--- WHAT IS BEING ASKED ---
I would like you to print all the records below exactly as they are.
>>>
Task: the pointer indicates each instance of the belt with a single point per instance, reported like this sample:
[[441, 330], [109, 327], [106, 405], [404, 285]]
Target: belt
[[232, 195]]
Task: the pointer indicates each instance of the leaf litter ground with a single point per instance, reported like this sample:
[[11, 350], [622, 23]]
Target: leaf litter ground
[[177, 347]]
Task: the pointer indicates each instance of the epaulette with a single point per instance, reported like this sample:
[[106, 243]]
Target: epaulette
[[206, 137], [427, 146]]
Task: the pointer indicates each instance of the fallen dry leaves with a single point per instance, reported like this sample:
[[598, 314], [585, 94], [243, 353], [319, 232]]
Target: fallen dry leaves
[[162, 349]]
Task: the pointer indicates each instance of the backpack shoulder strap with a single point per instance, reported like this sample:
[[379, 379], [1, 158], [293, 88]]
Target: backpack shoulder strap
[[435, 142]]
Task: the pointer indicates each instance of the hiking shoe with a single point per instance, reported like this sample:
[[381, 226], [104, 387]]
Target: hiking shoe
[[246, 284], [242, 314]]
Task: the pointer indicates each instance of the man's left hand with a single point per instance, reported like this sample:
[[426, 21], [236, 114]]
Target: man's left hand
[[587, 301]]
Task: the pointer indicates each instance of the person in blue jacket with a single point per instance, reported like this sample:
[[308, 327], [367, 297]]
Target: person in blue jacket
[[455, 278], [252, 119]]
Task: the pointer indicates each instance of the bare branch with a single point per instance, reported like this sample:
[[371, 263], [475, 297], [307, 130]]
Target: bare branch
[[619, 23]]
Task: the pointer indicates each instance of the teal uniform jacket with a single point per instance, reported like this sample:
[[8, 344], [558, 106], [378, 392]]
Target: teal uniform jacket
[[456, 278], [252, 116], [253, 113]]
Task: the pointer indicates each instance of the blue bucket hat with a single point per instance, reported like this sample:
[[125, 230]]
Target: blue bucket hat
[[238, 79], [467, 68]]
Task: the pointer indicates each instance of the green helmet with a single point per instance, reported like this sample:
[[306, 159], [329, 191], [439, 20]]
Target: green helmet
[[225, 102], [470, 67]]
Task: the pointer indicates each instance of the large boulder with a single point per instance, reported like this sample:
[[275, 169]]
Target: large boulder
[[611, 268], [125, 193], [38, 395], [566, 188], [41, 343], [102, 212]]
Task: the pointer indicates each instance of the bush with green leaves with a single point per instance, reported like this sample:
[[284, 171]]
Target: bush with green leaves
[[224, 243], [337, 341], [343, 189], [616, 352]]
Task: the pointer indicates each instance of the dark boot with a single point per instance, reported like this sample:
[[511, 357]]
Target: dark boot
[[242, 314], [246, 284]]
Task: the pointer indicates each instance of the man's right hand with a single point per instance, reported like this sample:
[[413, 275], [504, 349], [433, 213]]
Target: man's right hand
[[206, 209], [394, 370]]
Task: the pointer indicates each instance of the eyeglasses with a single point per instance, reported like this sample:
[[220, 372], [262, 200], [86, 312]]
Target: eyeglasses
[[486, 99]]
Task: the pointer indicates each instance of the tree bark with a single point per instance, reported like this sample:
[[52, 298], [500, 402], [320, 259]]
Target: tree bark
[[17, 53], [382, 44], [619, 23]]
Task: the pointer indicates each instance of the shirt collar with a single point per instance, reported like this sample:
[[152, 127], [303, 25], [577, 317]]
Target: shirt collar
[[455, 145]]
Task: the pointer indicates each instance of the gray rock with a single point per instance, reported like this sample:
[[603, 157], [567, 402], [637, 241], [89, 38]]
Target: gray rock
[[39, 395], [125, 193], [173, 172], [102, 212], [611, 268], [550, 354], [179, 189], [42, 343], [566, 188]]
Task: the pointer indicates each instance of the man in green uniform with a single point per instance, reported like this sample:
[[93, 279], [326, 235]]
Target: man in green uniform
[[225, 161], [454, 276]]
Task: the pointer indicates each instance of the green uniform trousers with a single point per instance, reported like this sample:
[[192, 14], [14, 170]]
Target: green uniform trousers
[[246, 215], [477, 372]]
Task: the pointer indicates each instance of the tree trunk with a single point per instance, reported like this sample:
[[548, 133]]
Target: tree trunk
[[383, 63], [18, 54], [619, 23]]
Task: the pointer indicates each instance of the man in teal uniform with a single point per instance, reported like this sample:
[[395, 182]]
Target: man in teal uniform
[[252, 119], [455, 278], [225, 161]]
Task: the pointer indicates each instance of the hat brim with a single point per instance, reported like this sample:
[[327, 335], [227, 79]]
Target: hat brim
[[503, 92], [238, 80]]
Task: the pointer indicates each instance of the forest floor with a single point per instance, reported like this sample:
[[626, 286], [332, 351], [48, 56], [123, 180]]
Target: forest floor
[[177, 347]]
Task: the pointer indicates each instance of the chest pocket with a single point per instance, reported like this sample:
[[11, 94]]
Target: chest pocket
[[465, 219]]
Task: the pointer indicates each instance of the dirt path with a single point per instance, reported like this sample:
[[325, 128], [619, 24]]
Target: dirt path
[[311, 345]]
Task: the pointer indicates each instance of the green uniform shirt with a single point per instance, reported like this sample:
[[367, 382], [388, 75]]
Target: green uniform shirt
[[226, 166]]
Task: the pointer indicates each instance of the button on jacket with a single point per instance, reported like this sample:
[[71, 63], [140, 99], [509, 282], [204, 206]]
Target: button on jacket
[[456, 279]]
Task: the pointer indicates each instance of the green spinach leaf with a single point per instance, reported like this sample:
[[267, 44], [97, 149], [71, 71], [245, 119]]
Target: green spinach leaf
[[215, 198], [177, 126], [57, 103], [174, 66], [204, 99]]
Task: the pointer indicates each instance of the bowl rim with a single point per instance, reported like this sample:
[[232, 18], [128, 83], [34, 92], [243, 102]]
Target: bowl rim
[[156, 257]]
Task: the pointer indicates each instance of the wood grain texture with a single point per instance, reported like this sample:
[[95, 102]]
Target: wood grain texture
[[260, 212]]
<<<
--- RESPONSE TO THE EXERCISE ---
Task: the pointer indicates each instance of the belt with a single point per instance, reported like this sample:
[[441, 330], [109, 327], [106, 405], [404, 285]]
Target: belt
[[232, 195]]
Task: the pointer indicates each instance of the leaf litter ground with a single point per instance, reported like this sample:
[[11, 350], [622, 23]]
Target: leaf litter ground
[[177, 347]]
Task: the pointer indicates each instance of the epaulette with a single point per instance, reported like this sample:
[[106, 243]]
Target: epaulette
[[206, 137], [427, 146]]
Task: the pointer indicates each instance of the fallen dry leaves with a single point per instance, reported like this sample:
[[598, 314], [585, 94], [243, 353], [319, 232]]
Target: fallen dry leaves
[[162, 349]]
Task: the pointer indicates each instance of the backpack shoulder strap with a single point per instance, reported like this sample:
[[379, 379], [1, 158], [293, 88]]
Target: backpack shoulder strap
[[435, 142]]
Task: the pointer indicates each instance of the hiking shoe with a single point per instance, reported like this sample:
[[381, 226], [104, 387]]
Target: hiking shoe
[[246, 284], [242, 314]]
Task: the pointer indicates each instance of the man's left hand with a single point per instance, reported like this sample:
[[426, 21], [236, 114]]
Target: man's left hand
[[587, 301]]
Task: the pointer indicates each instance of the person in blue jacket with a single point per instance, reported like this sample:
[[308, 327], [367, 297]]
Target: person in blue jacket
[[455, 278], [252, 119]]
Task: the pointer indicates each instance of the bare branch with a single point per instance, reported like this sample:
[[371, 263], [475, 297], [307, 130]]
Target: bare branch
[[619, 23]]
Task: the pointer indicates each instance of the teal uniform jacket with a single point per instance, reported like this sample:
[[8, 344], [558, 106], [378, 392]]
Target: teal uniform jacket
[[456, 278], [252, 116], [253, 113]]
Task: the pointer indicates each instance of the blue bucket hat with a single point per instance, reported like this sample:
[[125, 230]]
Target: blue bucket hat
[[238, 79], [467, 68]]
Task: the pointer indicates each instance of the green helmet with a single point per instance, reported like this sample:
[[306, 159], [329, 191], [439, 20]]
Target: green helmet
[[225, 102], [470, 67]]
Task: the pointer indicates each instance of the large boulder with a single point per instance, reported like this sample:
[[275, 169]]
Target: large boulder
[[611, 268], [125, 193], [38, 395], [566, 188], [41, 343], [102, 212]]
Task: the pointer indicates each instance of the bush with green leaves with a single point per instance, reported like this sample:
[[284, 171]]
Target: bush with green leaves
[[224, 243], [337, 341], [343, 189], [616, 352]]
Task: the pointer indicates each instance of the dark boot with a single point per instance, reported like this sample:
[[511, 357]]
Target: dark boot
[[242, 314], [246, 284]]
Task: the pointer indicates each instance of the man's right hand with a single point per instance, reported like this sample:
[[413, 275], [504, 349], [433, 213]]
Target: man's right hand
[[206, 209], [394, 370]]
Task: the pointer indicates each instance of the eyeglasses with a single point per instance, reported like this sample:
[[220, 372], [262, 200], [86, 312]]
Target: eyeglasses
[[486, 99]]
Task: the pointer indicates each instance of the tree bark with a single point per instance, reported like this sample:
[[52, 298], [500, 402], [320, 259]]
Target: tree bark
[[17, 53], [382, 44], [619, 23]]
Task: the pointer indicates each instance of the shirt collar with a single point per instance, reported like this sample:
[[152, 127], [303, 25], [577, 317]]
Target: shirt collar
[[455, 145]]
Task: the pointer indicates each instance of the gray rock with a single point per instance, reported like this sample:
[[603, 157], [567, 402], [637, 241], [89, 38]]
Target: gray rock
[[39, 395], [125, 193], [173, 172], [102, 212], [611, 268], [550, 354], [179, 189], [42, 343], [566, 188]]
Task: the pointer indicates each instance of the man in green uniform with a single point per instance, reported like this sample:
[[93, 279], [326, 235]]
Target: man in green uniform
[[225, 161], [454, 276]]
Task: the pointer indicates each instance of the green uniform trousers with a single point per instance, reported like this sample:
[[192, 14], [14, 170]]
Target: green uniform trousers
[[246, 215], [477, 372]]
Task: the pointer indicates each instance of the tree trunk with a single point per instance, reported like this sample:
[[548, 133]]
Target: tree trunk
[[383, 63], [18, 54], [619, 23]]
Task: the pointer indicates each instance of the man in teal uniform with a single point per instance, reported like this sample:
[[395, 182]]
Target: man in teal uniform
[[252, 119], [455, 278], [225, 161]]
Task: the pointer indicates each instance of the hat brim with a single point per instance, reported like this sample:
[[327, 335], [227, 79]]
Target: hat brim
[[503, 92], [238, 80]]
Task: the pointer indicates each instance of the forest floor with a single point per instance, reported like this sample:
[[626, 286], [332, 351], [48, 56], [123, 180]]
Target: forest floor
[[177, 347]]
Task: the pointer indicates each instance of the chest pocket with a single point per instance, reported like this sample:
[[11, 94]]
Target: chest pocket
[[465, 219]]
Task: the pointer indicates each instance of the dirt path with a single point per instance, reported like this sample:
[[325, 128], [619, 24]]
Target: dirt path
[[311, 345]]
Task: the pointer indicates each instance of the green uniform shirt with a single point per instance, reported like this sample:
[[367, 382], [388, 75]]
Target: green uniform shirt
[[226, 166]]
Task: the pointer indicates each instance of the button on jacket with a single point per instance, reported like this sample:
[[71, 63], [140, 99], [509, 282], [204, 206]]
Target: button on jacket
[[456, 279]]
Task: the pointer indicates each instance of the green spinach leaf with a single point per instance, reported like this sample:
[[267, 44], [97, 149], [71, 71], [245, 119]]
Target: green spinach leaf
[[215, 198], [177, 126], [57, 103], [174, 66], [204, 99]]
Task: the pointer indicates each instance of the bowl rim with a single point per instance, reported like this sample:
[[232, 18], [128, 83], [34, 92], [243, 102]]
Target: bowl rim
[[156, 257]]
Task: the pointer indicates each instance of the wood grain texture with a single point per instance, reported like this sample:
[[95, 102]]
Target: wood grain texture
[[260, 212]]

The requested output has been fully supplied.